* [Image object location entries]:
────────────────
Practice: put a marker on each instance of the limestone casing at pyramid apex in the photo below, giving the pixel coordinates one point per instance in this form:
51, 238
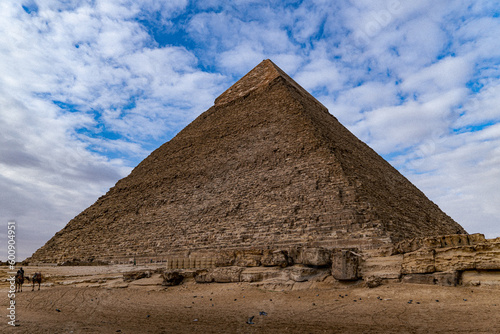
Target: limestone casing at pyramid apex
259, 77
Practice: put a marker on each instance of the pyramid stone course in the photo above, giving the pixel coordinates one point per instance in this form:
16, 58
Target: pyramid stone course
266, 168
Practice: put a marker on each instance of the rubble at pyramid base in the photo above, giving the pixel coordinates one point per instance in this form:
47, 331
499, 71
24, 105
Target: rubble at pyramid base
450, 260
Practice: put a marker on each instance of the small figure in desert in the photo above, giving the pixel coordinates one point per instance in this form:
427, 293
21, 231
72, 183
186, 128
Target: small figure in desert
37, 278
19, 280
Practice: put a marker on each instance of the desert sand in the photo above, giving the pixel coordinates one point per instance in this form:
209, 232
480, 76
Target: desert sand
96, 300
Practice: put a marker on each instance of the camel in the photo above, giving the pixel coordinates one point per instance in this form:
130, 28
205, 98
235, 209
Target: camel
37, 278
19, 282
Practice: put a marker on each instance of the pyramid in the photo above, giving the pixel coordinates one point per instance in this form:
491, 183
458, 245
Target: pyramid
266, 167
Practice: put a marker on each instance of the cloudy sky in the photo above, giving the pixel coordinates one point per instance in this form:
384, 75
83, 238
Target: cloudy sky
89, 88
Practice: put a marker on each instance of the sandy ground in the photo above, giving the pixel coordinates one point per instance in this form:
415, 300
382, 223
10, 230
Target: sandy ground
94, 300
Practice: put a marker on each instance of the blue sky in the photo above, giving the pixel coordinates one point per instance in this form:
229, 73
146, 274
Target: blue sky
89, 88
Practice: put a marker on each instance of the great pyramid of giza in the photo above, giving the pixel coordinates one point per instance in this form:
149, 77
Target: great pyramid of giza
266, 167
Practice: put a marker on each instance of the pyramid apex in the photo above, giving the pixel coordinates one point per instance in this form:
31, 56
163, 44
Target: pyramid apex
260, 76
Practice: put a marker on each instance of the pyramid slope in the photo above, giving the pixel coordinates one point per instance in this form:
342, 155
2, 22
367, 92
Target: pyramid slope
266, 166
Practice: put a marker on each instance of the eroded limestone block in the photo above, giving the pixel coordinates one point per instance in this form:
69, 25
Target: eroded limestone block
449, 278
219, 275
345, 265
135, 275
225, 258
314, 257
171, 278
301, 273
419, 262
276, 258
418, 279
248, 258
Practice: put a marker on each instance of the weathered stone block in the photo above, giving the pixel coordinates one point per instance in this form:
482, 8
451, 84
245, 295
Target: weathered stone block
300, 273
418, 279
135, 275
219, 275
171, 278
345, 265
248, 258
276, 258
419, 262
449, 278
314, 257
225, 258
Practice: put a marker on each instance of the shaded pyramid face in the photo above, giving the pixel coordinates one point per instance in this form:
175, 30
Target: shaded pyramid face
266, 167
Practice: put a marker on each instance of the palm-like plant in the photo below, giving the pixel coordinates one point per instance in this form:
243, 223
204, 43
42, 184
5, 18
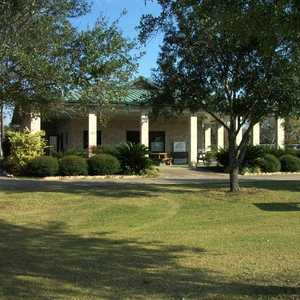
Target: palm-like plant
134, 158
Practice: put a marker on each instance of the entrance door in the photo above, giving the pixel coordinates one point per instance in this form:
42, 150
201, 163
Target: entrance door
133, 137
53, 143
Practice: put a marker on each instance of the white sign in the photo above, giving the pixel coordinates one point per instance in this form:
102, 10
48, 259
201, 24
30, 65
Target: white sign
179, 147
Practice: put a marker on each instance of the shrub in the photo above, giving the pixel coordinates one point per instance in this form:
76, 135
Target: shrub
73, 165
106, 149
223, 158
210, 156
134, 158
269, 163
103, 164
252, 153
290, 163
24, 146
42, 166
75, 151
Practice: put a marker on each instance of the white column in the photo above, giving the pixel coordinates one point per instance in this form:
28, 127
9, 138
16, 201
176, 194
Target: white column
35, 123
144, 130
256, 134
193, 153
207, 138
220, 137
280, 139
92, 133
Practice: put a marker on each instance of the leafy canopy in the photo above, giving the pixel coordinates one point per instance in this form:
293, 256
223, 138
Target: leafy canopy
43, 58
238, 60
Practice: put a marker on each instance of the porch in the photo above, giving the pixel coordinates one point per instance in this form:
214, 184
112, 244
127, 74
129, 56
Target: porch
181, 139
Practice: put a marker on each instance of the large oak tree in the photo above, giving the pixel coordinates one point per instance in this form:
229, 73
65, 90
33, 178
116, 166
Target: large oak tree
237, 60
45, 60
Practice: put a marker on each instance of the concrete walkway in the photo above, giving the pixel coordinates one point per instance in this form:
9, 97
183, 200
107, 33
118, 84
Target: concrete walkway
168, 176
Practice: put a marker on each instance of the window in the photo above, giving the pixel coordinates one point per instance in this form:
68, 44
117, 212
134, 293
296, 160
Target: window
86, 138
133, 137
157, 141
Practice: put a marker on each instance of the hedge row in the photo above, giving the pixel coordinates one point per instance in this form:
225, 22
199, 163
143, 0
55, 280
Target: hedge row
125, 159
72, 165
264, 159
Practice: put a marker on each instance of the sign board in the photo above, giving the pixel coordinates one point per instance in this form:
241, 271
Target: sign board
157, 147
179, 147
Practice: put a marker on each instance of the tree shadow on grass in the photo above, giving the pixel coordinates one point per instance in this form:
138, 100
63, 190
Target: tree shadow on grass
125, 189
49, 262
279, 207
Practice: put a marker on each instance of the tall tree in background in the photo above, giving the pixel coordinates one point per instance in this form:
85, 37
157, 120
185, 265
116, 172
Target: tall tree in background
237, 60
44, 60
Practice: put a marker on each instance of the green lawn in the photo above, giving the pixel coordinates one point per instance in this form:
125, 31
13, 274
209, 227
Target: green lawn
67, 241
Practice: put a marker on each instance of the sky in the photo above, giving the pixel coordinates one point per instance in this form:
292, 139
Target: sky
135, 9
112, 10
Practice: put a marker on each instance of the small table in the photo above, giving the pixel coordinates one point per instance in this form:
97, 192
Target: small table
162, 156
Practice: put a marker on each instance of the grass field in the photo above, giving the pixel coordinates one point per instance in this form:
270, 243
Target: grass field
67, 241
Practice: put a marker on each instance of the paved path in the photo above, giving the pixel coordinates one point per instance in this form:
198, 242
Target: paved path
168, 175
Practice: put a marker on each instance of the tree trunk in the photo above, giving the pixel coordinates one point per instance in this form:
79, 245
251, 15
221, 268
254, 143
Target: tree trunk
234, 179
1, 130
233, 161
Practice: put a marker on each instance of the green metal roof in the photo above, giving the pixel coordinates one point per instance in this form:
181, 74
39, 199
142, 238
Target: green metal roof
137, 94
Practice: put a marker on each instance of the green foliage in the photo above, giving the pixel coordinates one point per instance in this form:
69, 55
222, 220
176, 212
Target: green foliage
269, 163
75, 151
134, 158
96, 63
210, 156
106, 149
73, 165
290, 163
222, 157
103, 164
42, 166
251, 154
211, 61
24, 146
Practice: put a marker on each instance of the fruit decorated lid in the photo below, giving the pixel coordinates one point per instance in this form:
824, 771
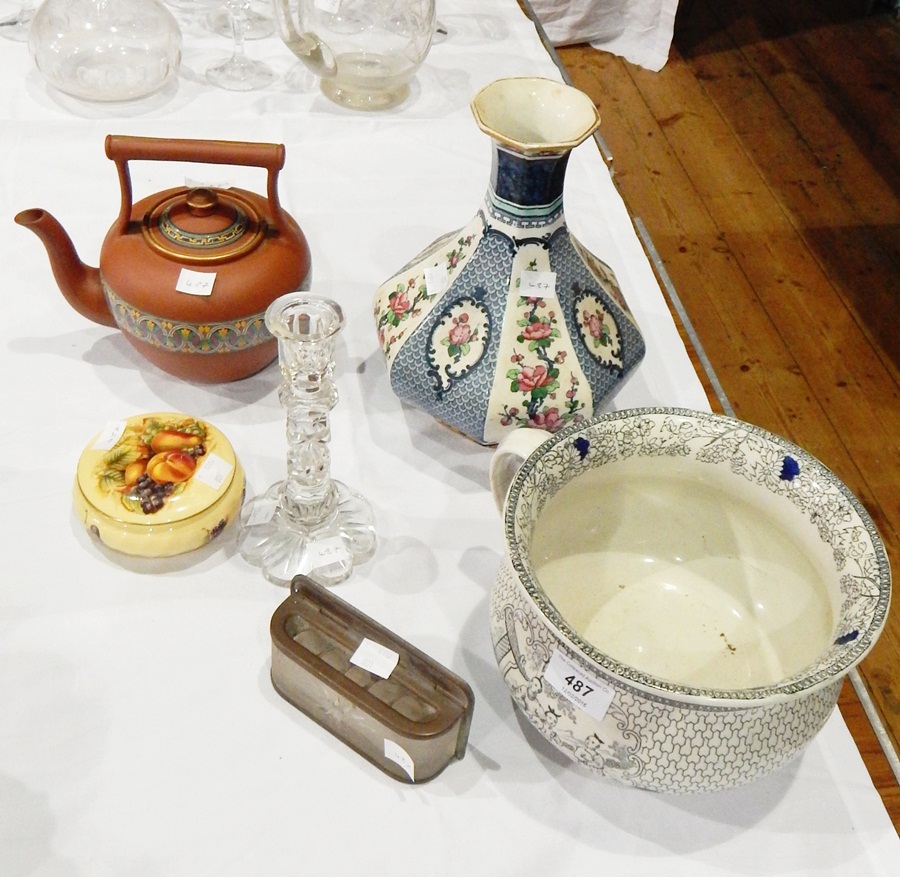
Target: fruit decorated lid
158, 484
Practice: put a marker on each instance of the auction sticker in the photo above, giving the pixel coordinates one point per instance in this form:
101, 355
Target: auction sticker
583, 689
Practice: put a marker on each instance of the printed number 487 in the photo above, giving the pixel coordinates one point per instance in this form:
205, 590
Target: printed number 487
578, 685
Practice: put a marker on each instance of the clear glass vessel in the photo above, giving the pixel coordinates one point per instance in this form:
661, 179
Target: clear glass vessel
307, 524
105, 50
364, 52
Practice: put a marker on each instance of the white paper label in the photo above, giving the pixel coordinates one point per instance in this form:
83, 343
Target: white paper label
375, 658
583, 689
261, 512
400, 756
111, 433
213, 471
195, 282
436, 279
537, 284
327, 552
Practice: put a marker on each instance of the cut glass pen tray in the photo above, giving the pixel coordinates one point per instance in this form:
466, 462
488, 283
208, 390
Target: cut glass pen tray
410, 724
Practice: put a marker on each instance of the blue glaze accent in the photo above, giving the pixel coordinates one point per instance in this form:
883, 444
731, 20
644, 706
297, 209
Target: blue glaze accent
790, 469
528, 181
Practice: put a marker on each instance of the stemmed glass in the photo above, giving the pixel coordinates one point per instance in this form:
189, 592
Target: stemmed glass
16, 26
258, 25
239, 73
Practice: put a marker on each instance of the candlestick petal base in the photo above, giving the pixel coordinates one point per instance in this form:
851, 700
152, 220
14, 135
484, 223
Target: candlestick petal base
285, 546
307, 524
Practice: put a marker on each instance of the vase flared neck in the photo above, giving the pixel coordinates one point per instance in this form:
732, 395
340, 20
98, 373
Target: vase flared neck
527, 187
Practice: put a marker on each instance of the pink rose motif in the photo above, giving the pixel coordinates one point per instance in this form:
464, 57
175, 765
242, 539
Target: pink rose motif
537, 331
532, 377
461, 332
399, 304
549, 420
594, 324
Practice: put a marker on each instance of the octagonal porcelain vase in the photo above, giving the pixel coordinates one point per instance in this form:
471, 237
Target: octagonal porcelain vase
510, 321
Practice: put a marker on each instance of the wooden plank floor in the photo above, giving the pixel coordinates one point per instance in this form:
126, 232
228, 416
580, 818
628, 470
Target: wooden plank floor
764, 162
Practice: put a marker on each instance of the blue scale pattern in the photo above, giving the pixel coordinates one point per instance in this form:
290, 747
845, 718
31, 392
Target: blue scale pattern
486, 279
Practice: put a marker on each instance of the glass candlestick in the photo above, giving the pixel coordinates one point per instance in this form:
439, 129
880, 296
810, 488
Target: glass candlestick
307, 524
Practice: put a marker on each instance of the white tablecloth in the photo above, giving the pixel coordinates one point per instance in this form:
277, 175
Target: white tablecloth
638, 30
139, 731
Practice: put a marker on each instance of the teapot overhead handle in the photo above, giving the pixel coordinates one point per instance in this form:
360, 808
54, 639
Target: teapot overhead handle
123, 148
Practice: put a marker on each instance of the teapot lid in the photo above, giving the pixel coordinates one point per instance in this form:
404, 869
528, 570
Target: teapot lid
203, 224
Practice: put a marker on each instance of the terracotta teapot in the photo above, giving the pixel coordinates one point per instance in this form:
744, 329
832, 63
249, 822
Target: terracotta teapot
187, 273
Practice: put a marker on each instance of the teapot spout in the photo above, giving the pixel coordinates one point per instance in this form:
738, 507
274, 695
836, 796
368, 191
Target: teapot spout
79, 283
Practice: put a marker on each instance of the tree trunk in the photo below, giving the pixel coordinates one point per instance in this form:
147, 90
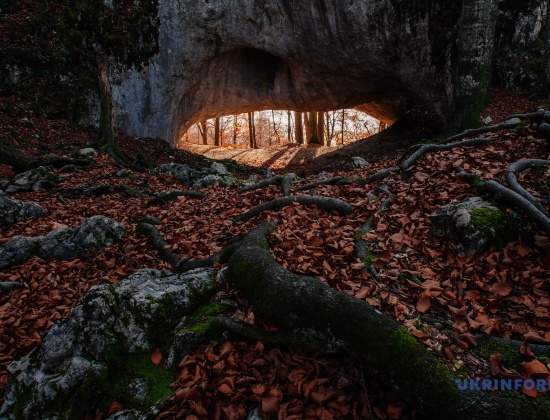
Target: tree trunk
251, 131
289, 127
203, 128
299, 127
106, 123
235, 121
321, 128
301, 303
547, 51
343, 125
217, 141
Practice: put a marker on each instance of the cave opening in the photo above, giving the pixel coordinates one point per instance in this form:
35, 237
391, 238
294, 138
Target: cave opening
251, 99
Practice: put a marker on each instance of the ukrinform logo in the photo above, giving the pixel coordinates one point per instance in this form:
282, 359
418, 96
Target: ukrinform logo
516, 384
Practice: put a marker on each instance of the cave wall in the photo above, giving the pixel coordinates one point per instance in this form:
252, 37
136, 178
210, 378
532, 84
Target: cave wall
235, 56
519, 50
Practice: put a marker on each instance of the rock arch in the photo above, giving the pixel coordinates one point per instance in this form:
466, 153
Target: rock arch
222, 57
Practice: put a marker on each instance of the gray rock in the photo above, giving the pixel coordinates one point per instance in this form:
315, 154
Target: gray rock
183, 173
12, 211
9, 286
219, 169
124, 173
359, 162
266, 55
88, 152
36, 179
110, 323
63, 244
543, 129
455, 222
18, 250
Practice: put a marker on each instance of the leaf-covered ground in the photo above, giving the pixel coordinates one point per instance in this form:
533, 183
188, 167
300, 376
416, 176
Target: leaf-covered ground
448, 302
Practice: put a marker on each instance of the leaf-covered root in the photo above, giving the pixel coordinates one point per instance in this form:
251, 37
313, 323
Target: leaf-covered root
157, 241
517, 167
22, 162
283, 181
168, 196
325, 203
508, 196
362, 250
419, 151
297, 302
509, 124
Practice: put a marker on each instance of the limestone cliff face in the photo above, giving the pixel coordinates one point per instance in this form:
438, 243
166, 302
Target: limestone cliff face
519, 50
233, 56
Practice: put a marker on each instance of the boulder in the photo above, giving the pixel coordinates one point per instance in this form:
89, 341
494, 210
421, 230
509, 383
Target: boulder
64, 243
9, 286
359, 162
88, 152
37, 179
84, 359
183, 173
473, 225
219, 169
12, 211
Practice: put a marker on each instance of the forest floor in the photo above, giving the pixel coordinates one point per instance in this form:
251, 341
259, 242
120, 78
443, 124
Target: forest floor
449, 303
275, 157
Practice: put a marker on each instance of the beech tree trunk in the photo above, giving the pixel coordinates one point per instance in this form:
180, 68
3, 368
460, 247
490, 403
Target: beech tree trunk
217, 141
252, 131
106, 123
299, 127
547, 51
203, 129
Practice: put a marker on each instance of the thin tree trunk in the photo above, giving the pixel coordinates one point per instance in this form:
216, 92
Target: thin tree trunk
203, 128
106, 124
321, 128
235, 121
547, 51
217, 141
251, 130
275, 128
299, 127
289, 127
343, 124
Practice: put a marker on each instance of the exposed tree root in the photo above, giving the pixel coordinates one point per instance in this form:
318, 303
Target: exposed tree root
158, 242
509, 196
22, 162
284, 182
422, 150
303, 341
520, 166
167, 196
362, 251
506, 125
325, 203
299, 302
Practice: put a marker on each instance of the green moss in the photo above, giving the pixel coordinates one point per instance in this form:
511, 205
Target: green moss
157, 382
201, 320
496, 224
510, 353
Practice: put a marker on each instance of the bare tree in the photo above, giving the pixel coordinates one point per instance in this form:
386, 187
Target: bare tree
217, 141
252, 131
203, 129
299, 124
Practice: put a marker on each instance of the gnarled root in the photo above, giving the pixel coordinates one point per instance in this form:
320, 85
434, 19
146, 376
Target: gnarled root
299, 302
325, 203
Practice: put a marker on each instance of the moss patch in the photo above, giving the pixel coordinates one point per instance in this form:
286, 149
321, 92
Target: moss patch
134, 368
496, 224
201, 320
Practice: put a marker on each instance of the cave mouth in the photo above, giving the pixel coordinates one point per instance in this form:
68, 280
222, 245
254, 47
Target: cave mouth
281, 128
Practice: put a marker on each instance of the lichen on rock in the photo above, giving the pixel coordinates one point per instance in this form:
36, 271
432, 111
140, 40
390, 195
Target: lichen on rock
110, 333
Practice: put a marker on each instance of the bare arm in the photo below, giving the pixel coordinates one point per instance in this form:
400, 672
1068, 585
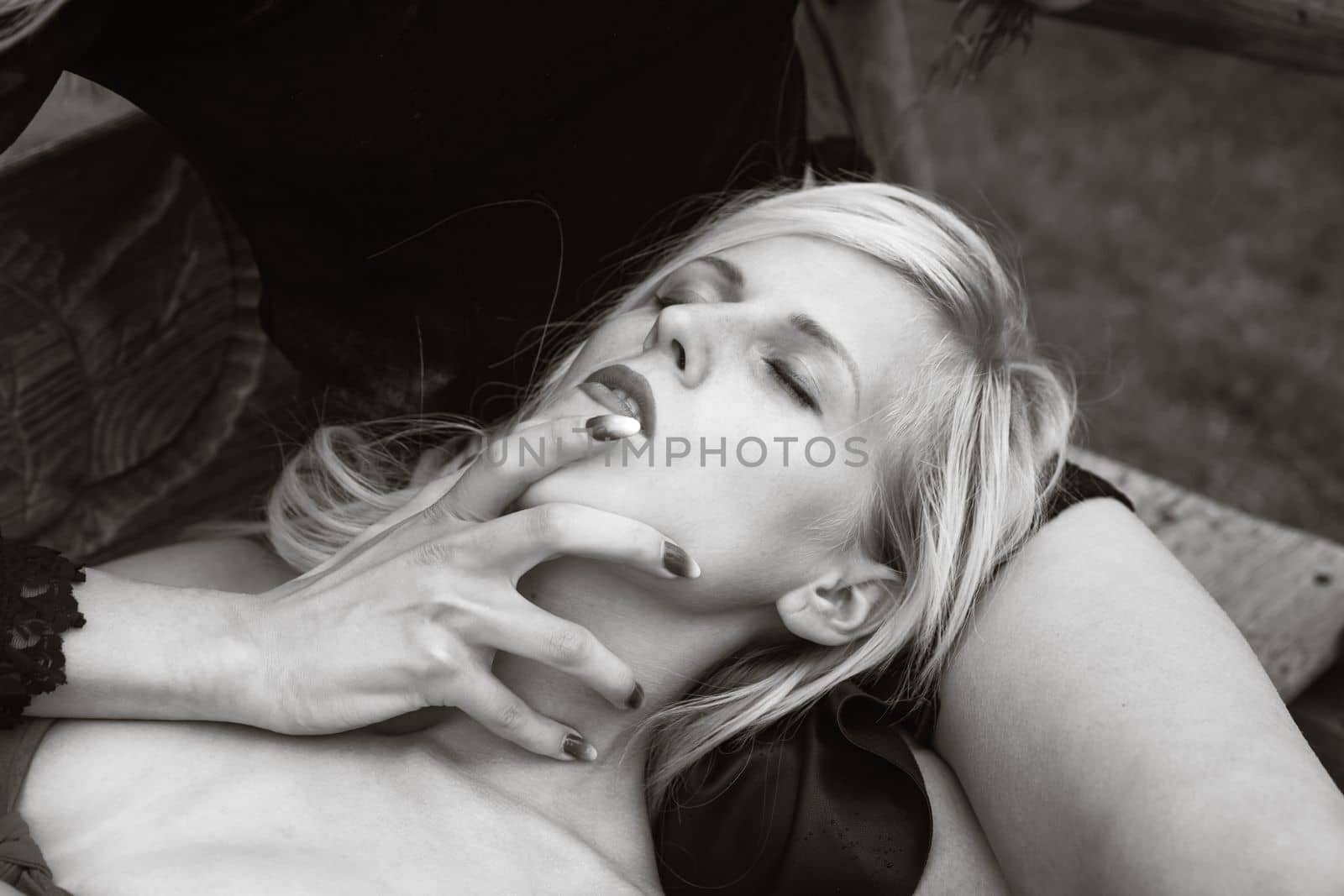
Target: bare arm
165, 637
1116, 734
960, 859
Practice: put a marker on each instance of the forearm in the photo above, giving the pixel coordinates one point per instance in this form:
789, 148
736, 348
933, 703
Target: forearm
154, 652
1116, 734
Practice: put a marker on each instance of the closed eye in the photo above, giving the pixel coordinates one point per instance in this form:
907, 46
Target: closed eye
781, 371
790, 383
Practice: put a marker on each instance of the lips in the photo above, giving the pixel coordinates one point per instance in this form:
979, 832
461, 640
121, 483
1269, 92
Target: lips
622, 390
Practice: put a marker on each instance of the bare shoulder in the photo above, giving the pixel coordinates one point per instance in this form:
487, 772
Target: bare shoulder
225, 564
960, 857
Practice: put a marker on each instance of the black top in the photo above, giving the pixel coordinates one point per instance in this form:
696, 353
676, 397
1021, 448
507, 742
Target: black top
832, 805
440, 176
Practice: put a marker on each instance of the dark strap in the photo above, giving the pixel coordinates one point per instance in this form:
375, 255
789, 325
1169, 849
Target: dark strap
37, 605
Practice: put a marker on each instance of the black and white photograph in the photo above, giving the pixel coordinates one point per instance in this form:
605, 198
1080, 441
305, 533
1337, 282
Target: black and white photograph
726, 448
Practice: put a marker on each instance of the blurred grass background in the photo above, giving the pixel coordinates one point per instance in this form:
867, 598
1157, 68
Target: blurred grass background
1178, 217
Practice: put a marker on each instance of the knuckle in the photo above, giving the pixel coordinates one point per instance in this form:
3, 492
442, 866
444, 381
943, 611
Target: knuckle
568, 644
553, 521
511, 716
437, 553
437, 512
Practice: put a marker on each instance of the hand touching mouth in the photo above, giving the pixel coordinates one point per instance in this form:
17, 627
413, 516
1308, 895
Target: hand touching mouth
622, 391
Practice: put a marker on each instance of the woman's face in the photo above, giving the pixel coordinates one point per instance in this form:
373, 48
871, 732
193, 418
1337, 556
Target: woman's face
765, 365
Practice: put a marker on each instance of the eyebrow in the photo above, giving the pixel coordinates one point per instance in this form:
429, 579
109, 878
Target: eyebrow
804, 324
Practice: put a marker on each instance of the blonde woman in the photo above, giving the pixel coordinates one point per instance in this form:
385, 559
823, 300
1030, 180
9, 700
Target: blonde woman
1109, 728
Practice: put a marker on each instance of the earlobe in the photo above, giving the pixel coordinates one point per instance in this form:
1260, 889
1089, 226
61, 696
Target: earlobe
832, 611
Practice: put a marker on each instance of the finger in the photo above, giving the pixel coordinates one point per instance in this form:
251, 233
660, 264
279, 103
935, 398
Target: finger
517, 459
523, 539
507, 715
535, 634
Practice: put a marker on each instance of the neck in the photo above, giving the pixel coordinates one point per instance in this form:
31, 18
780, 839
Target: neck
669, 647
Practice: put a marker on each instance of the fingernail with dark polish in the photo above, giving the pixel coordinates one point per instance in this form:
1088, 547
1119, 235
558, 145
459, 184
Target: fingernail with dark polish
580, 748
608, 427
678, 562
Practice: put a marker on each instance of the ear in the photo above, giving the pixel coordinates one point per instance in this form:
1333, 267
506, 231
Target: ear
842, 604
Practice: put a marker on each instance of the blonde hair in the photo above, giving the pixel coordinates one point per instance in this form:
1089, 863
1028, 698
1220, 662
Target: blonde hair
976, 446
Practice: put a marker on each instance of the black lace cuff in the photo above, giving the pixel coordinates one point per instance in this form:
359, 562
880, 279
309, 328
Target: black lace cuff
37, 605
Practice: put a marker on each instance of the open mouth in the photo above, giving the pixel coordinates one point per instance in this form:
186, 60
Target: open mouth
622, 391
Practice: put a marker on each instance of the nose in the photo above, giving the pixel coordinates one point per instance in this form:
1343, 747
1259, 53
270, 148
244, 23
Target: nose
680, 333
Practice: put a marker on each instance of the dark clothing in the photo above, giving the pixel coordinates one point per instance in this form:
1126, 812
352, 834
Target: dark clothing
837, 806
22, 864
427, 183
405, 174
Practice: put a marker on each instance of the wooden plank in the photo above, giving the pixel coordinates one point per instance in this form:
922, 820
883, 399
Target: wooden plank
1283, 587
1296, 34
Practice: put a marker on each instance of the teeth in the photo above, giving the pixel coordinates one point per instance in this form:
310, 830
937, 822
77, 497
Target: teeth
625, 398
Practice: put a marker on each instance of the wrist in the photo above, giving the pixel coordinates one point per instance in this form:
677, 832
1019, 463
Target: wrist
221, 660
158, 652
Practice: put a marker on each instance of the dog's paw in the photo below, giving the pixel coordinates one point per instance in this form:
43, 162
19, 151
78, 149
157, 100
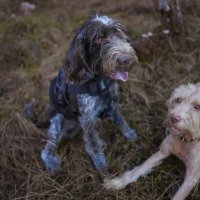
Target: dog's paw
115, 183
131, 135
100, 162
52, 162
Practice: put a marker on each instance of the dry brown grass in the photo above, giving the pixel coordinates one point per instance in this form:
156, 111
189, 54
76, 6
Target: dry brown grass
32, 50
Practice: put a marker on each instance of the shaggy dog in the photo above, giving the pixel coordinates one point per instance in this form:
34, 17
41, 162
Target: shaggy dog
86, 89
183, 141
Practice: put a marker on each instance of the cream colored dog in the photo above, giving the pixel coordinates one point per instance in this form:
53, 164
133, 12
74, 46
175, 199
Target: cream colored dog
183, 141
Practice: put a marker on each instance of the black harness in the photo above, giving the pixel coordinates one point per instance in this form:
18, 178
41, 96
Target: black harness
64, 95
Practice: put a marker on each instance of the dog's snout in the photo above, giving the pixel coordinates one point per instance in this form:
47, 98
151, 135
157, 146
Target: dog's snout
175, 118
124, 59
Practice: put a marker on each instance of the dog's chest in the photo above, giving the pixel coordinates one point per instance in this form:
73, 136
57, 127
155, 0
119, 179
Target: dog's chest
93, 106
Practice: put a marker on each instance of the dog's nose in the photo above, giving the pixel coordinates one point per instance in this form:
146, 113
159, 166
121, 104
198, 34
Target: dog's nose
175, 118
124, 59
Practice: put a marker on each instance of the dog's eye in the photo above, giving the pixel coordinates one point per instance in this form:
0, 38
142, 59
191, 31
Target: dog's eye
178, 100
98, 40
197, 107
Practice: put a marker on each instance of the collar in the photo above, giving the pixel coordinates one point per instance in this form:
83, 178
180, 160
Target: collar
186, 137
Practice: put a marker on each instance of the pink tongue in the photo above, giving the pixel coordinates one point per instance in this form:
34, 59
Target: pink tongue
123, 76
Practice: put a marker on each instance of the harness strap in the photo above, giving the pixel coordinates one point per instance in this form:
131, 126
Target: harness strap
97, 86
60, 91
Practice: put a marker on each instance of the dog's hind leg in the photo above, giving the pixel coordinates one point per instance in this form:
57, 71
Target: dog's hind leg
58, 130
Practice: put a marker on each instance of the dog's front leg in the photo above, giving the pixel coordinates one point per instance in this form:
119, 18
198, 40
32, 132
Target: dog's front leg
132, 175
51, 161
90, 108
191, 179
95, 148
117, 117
────────────────
* [INSTRUCTIONS FOR THE TASK]: Leave out every line before the one containing "Practice: put a marker on each instance of the pink tongue"; set down that line and all remaining lines of the material exactly.

* [COMPLETE RESPONSE]:
Practice: put a marker on each instance of the pink tongue in the photo above, giving the pixel coordinates one point per instance in this form:
34, 59
Target: pink tongue
123, 76
Practice: put a marker on each instance of the harness strap in the photo above, giving the pixel coordinates one point per instance in this form:
131, 126
Target: harness strap
97, 86
60, 91
Practice: put a marker on each instance of the dog's hind leg in the photo above, giving the pixel coordinates one point per instance in this form:
57, 71
Target: dog's hind leg
58, 130
Practice: put a marker on each instance of the dog's front leg in the photo above, giving the pixel coordinates one point per instance in this form:
119, 18
198, 40
32, 132
Target: dog's front leg
132, 175
51, 161
90, 108
191, 179
95, 148
117, 117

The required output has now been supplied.